# Source material
+--
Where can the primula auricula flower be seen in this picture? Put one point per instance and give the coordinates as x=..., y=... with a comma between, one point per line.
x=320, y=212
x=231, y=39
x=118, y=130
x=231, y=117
+--
# Exercise brief
Please return every line of the items above that contains the word "between", matching case exactly.

# Reply to the task
Where can the primula auricula flower be seen in this picture? Put one point per instance and give the coordinates as x=..., y=... with a comma between, one point per line.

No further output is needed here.